What to do:
**A.** In the article on Powell's inflation remarks, condense the paragraph beginning "Last week, the Labour Department reported" into a short bulleted list that keeps its main facts.
**B.** According to the article on Powell's inflation remarks, at what annualized pace did US consumer prices excluding food and energy rise in the second quarter?
**C.** Continue the article on Powell's inflation remarks from where it ends.

++++ Passage shown ++++

WASHINGTON (Reuters) – Federal Reserve Chair Jerome Powell said on Monday the three US inflation readings over the second quarter of this year "add somewhat to confidence" that the pace of price increases is returning to the Fed's target in a sustainable fashion, remarks that suggest a turn to US interest rate cuts may not be far off.
"In the second quarter, actually, we did make some more progress" on taming inflation, Powell said at an event at the Economic Club of Washington. "We've had three better readings, and if you average them, that's a pretty good place."
US consumer prices in the second quarter rose at an annualized pace of 2.1pc, excluding the volatile food and energy components, and that index tends to run higher than the Fed's preferred Personal Consumption Expenditures price index. PCE data for June will not be released until next week.
"What we've said is that we didn't think it would be appropriate to begin to loosen policy until we had greater confidence" that inflation was returning sustainably to 2pc, Powell continued. "We've been waiting on that. And I would say that we didn't gain any additional confidence in the first quarter, but the three readings in the second quarter, including the one from last week, do add somewhat to confidence."
Last week, the Labour Department reported that the US CPI fell in June from the month before, the first month-to-month decline in four years. Coupled with a reading of wholesale inflation a day later, economists now estimate the PCE gauge the Fed uses for its inflation target will show yearly price increases have eased closer toward 2pc.
GETTING BACK IN BALANCE
Powell's description of the economy suggested he views it in important ways as back into the sort of balance that would allow a steady return of inflation to the central bank's target, and give the Fed more berth to try to protect the full employment side of its two congressionally set goals.
"There is no slack in the labour market...Essentially we're at equilibrium now," he said. The [US] unemployment rate, at 4.1pc, is just a tenth of a percentage point below Fed officials' median view of what represents full employment consistent with 2pc inflation.
"Look where inflation is. Inflation is at 2.5pc," Powell said, calling the fall of inflation from its peak without a fast rise in unemployment "in defiance of a lot of conventional wisdom."

++++ Entries provided ++++

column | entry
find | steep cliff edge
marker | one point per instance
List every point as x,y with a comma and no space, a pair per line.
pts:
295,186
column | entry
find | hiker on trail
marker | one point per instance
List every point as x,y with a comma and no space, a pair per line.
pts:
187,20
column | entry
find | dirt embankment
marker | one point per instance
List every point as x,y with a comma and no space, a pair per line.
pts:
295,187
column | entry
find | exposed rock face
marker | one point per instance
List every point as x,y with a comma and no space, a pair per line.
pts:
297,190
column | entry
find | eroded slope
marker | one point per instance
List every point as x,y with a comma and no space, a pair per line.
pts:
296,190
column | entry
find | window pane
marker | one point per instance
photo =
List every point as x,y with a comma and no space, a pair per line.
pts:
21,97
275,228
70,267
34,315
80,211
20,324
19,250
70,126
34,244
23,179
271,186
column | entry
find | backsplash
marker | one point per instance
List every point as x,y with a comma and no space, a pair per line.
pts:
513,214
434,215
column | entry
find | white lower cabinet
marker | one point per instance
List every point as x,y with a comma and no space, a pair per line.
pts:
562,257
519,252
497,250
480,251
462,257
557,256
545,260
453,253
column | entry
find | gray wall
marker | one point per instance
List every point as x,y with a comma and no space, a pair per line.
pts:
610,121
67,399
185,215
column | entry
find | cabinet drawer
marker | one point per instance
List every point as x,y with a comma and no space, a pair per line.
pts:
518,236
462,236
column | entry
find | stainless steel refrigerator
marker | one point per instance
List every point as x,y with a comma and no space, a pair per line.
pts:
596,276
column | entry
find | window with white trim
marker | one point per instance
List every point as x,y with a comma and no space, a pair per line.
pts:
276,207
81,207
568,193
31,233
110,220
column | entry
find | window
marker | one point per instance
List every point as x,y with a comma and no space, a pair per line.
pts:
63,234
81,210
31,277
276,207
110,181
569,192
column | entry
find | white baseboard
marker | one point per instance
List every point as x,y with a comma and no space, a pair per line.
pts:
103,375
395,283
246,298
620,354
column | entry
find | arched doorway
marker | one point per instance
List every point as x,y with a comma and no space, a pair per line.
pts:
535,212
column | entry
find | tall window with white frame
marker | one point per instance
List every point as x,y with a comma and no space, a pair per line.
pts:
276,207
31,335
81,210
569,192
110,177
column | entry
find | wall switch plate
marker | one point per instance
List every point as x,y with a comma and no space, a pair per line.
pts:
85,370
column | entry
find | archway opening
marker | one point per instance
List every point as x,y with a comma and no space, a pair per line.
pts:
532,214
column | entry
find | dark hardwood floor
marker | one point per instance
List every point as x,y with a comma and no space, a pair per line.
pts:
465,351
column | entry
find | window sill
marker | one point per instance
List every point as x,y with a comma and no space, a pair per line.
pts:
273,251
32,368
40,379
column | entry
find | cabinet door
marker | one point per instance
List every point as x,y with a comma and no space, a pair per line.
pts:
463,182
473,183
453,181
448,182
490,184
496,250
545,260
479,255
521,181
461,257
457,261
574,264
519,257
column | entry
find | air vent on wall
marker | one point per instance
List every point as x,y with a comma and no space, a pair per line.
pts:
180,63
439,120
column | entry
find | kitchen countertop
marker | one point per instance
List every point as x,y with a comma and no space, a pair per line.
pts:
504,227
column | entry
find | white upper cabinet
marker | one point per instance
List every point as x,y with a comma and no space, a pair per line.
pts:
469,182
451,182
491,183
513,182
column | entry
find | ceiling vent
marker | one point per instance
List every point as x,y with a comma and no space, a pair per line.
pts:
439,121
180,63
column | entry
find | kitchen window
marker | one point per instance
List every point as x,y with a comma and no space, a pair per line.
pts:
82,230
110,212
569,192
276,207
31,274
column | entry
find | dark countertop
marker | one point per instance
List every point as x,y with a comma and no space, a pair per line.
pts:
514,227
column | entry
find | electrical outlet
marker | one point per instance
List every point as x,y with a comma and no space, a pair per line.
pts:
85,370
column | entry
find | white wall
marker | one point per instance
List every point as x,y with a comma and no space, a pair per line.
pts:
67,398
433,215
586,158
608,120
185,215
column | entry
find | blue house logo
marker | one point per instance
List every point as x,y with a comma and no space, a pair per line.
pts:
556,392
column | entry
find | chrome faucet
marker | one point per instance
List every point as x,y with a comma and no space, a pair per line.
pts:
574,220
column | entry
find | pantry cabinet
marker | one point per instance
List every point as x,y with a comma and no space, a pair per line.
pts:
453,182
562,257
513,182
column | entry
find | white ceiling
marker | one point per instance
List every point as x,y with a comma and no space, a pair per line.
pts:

++++

Answers below:
**A.**
- The Labour Department reported that US CPI fell in June from the previous month.
- It was the first month-to-month decline in four years.
- A wholesale inflation reading followed a day later.
- Economists now estimate that the Fed's PCE gauge will show yearly price increases easing closer toward 2pc.

**B.** 2.1pc

**C.**
Inflation as measured by the PCE price index as of May was 2.6pc, but following the release of recent consumer and wholesale price data economists estimate that the next release will see it decline to 2.5pc or less on an annual basis.
Powell also said at the event that he intended to serve out his full term as chair, which ends in early 2026, but declined to comment on whether he would remain as chair if tapped by the next president.
His remarks are likely his last until his press conference following the Fed's July 30-31 meeting.
Fed governors Christopher Waller and Adriana Kugler as well as other Fed officials also speak this week, comments that may further frame the central bank's thinking at a key moment in their deliberations.
Inflation is edging closer to the central bank's target, and policymakers are increasingly concerned about slowing the economy too much and causing the unemployment rate to rise.
The betting among investors has tilted strongly towards the Fed starting US interest rate cuts in September. Changes to the policy statement in July could provide a strong signal of that by updating how inflation is described and assessing how recent data has added to policymakers' confidence that the pandemic-era outbreak of inflation has subsided.
After rapidly lifting US interest rates starting in 2022 to combat the worst inflation outbreak since the 1980s, the Fed has left its benchmark policy rate unchanged since last July in a range of 5.25pc-to-5.50pc.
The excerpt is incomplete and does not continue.